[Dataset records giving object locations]
################

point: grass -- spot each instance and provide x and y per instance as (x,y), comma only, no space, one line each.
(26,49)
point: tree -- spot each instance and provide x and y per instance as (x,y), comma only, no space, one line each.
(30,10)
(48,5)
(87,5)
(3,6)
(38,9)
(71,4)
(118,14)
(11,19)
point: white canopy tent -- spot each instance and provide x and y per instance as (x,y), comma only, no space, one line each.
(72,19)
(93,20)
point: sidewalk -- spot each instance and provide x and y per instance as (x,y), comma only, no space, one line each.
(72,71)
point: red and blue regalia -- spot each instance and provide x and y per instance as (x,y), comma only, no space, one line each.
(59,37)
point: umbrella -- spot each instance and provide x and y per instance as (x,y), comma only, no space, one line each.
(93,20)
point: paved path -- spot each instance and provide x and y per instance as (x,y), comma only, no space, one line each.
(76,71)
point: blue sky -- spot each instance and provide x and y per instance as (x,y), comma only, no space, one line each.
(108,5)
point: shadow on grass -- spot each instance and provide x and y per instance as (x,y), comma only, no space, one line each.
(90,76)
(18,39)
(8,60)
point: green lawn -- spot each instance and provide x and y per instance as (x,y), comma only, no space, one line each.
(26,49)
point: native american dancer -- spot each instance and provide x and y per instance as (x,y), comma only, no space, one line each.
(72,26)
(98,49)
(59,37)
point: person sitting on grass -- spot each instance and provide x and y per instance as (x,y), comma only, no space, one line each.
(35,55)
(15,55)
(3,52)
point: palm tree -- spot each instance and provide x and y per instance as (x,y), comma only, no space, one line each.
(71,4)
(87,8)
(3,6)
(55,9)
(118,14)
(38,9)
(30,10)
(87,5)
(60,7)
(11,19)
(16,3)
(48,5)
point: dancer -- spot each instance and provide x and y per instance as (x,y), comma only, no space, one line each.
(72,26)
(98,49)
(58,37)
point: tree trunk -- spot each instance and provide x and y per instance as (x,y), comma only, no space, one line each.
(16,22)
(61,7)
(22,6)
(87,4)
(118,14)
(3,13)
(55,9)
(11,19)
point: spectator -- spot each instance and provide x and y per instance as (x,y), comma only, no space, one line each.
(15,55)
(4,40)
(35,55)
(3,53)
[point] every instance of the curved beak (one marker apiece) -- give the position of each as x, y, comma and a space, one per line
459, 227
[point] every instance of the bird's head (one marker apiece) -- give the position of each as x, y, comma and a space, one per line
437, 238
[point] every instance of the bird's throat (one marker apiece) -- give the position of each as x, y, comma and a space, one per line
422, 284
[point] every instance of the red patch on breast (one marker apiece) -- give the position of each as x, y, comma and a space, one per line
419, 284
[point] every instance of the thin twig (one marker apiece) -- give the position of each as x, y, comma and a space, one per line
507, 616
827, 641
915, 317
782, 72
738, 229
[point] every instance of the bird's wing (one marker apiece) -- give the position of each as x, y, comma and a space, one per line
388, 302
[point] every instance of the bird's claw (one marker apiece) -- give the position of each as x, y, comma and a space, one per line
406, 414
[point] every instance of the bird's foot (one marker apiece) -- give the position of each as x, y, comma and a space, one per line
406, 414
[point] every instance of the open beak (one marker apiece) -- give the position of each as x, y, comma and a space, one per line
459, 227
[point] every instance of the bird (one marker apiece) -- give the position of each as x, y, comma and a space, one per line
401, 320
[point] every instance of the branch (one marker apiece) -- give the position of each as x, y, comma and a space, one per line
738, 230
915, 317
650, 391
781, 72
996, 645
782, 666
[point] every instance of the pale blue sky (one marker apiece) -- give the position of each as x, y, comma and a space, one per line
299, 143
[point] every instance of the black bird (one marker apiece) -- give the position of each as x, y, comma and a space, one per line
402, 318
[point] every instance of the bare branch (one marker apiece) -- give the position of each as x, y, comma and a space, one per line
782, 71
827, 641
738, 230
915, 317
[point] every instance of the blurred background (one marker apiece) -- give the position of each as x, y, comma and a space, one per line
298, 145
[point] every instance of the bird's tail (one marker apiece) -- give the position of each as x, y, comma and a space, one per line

################

*YOUR OBJECTIVE*. Copy every line of the records above verbatim, without changing anything.

*EXERCISE SOLUTION*.
point: grass -- spot each instance and provide x and y per instance as (x,y), comma only, no space, one line each.
(26,49)
point: tree -- spot each instance and provide x and y per instance as (x,y), comma only, no space, one line each.
(30,10)
(48,5)
(87,5)
(3,6)
(38,9)
(71,4)
(118,14)
(11,19)
point: white canopy tent -- spot each instance and provide x and y per instance as (x,y), comma only, no space, one line each.
(72,19)
(93,20)
point: sidewalk -- spot each instance and provide x and y per instance as (x,y), comma only, no space, one line each.
(72,71)
point: red and blue regalia -- spot each instance and provide x and y per instance as (x,y), comma only, no space, one line each.
(59,37)
point: umbrella -- spot each instance and provide x and y per instance as (x,y), comma only, no space, one line each.
(93,20)
point: paved path -- spot each instance and provide x and y per instance as (x,y), comma only, no space, one line each.
(76,71)
point: blue sky -- spot each instance and provide x and y per instance as (x,y), comma only, no space, one line each.
(108,5)
point: shadow on grass -- spot each instance and provide x and y per instance as (x,y), comma only, no space, one line each.
(90,76)
(18,39)
(8,60)
point: green lawn -- spot each instance and provide x and y per instance as (x,y), comma only, no space, one line each.
(26,49)
point: native american dancer -- spot each instance and provide x and y per instance as (x,y), comma only, no space, one line each.
(72,26)
(98,49)
(59,37)
point: person sitting on grass -- spot each instance and provide x and y per instance as (x,y), comma only, no space, one line each.
(35,55)
(15,55)
(3,52)
point: palm tree -- spot each instance and provide x and y per instance as (x,y), comma only, no space, one line each.
(71,4)
(87,8)
(3,6)
(55,9)
(118,14)
(38,9)
(30,10)
(87,5)
(60,7)
(11,19)
(16,3)
(48,5)
point: dancer -- spot each instance and provide x and y per instance as (x,y), comma only, no space, one line each.
(72,26)
(98,49)
(58,37)
point: tree trunk -- spot each instance and provide x and y per instance as (x,y), comma only, no space, one line each.
(16,22)
(61,7)
(22,6)
(87,4)
(118,14)
(3,13)
(55,9)
(11,19)
point: spectator -- spot each instance and provide x and y per instance as (x,y), comma only, no space, one line each.
(15,55)
(4,40)
(35,55)
(3,53)
[point] every instance of the curved beak (one marker apiece) -- give the position of each as x, y, comma and a space, one per line
459, 227
[point] every instance of the bird's head (one marker apiece) -- give the position of each as x, y, comma and a space, one per line
437, 238
[point] every instance of the bird's throat (one marker apiece) -- give the position of each as x, y, comma and a space, one per line
422, 284
[point] every instance of the red patch on breast (one marker apiece) -- give the position of each as x, y, comma and a space, one per line
419, 284
[point] every instance of the thin twig (one marker apiece) -- give the position of each as x, y, comma and a space, one per line
507, 616
827, 641
915, 317
782, 72
738, 229
[point] every instance of the bird's wing (one marker apiece) -- give the position of each as x, y, comma and a space, one per line
388, 302
[point] every instance of the bird's claw (one marker apiece) -- give the position of each as x, y, comma and a space, one per line
406, 414
[point] every instance of the bird's foot (one marker apiece) -- give the position of each as x, y, comma and a space, one per line
406, 414
[point] every instance of the open beak (one marker apiece) -- give the position of each as x, y, comma and a space, one per line
459, 227
[point] every instance of the bird (one marker apiece) -- give the position of each as x, y, comma and a space, one per line
401, 320
[point] every instance of the branch (one marker apiece) -- give the position of each as x, y, comma and a space, one per line
738, 230
915, 317
650, 391
781, 72
996, 645
782, 666
[point] every instance of the pale blue sky (one marker apiece) -- give the position of each as x, y, comma and a space, one per line
299, 143
[point] every instance of the black bird (one marker apiece) -- give the position of each as x, y, comma and a space, one per line
402, 318
[point] every instance of the bare branch (one marker apiece) -- give the position of each as x, y, comma and a space, one per line
782, 71
827, 641
738, 230
915, 317
[point] every instance of the blurred background (one marker apiece) -- give the position of each as x, y, comma and a space, one per line
298, 145
[point] every instance of the bird's tail (one marker apiece) -- give the position of each as x, y, comma and a space, one per line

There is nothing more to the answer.